*Data for this task*
■ ■ ■ ■
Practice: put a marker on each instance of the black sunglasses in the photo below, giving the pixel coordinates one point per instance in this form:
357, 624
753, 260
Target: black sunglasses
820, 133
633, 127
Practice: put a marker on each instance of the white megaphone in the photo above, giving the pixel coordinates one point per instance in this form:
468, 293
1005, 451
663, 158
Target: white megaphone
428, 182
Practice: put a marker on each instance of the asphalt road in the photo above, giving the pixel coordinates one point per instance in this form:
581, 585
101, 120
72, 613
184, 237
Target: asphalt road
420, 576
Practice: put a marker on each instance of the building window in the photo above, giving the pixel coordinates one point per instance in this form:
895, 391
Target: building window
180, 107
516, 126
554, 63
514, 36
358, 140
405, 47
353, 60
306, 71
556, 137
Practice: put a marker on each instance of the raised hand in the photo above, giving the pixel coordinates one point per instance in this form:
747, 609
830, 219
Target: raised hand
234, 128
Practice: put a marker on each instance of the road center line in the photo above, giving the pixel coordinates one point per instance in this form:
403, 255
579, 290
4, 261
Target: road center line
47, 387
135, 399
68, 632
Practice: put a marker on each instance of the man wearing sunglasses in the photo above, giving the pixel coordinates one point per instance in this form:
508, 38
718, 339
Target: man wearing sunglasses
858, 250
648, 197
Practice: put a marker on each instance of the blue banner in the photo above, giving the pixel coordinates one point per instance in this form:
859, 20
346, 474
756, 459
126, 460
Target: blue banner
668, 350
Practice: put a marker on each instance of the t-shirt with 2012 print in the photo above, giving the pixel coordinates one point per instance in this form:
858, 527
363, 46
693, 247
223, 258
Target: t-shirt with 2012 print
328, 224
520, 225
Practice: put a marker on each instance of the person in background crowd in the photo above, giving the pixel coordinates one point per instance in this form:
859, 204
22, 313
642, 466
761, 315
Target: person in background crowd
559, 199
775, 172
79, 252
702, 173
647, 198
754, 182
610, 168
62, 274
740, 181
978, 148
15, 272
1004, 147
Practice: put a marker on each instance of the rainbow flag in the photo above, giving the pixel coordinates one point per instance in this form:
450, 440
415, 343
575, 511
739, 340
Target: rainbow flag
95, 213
■ ■ ■ ■
*Your task*
Write out everything from the line containing "Practice: put a marker on each instance of the t-shirt" down to the end of the material, requests included. Multiply each answer coordinate by 2.6 and round it to a whole number, rounding halves up, and leave the numbers in the requests and their sample points as they are.

*Exercise result*
Practice: put a marker on each instance of the t-shirt with 2012 print in the photo above, giving the pixel coordinates one point per instance in this form:
858, 527
363, 46
693, 247
223, 258
Target: t-shirt with 2012 print
853, 582
1352, 585
Practice: put a marker on each instance of the person in background crowd in the photo above, giving the pixel coordinates one point per instance in this form:
859, 204
22, 313
642, 466
761, 315
Target: person in background crowd
1453, 517
2015, 447
205, 655
1825, 450
1682, 515
1960, 473
1586, 437
161, 712
1924, 471
2543, 385
39, 707
2610, 382
Practice: put a marker on each instance of the rainbow flag in the photo above, giving the pixel coordinates one point per instance in this form:
450, 440
415, 343
575, 511
739, 340
Target: rainbow flag
247, 554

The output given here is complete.